■ Materials provided ■

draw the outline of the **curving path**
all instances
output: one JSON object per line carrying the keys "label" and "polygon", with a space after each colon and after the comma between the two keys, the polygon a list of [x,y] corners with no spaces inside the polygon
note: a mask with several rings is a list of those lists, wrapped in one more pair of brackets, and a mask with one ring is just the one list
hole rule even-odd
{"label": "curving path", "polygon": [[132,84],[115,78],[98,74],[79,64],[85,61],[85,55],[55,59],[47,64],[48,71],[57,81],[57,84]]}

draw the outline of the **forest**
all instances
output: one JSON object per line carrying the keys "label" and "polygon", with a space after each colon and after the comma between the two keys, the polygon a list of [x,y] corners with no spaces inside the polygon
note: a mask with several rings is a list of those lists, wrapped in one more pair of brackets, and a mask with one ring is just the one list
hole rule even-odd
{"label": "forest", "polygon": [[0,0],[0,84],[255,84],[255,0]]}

■ Given request ■
Render these lines as a JSON list of strings, one string per line, leaving out blank lines.

■ Correct answer ■
[
  "draw the outline of the **curving path**",
  "all instances",
  "output: one JSON object per line carrying the keys \"label\" and \"polygon\", with a space after each colon and after the comma between the two keys, the polygon a list of [x,y] corners with no spaces inside the polygon",
  "note: a mask with several rings is a list of those lists, wrapped in one more pair of brackets, and a mask with one ring is just the one list",
  "hole rule even-odd",
  "{\"label\": \"curving path\", \"polygon\": [[132,84],[115,78],[98,74],[79,64],[85,61],[85,55],[55,59],[47,64],[48,71],[57,81],[57,84]]}",
  "draw the outline of the **forest**",
  "all instances",
  "output: one JSON object per line carrying the keys \"label\" and \"polygon\", with a space after each colon and after the comma between the two keys, the polygon a list of [x,y] corners with no spaces inside the polygon",
  "note: a mask with several rings is a list of those lists, wrapped in one more pair of brackets, and a mask with one ring is just the one list",
  "hole rule even-odd",
  "{\"label\": \"forest\", \"polygon\": [[0,0],[0,84],[255,84],[255,0]]}"
]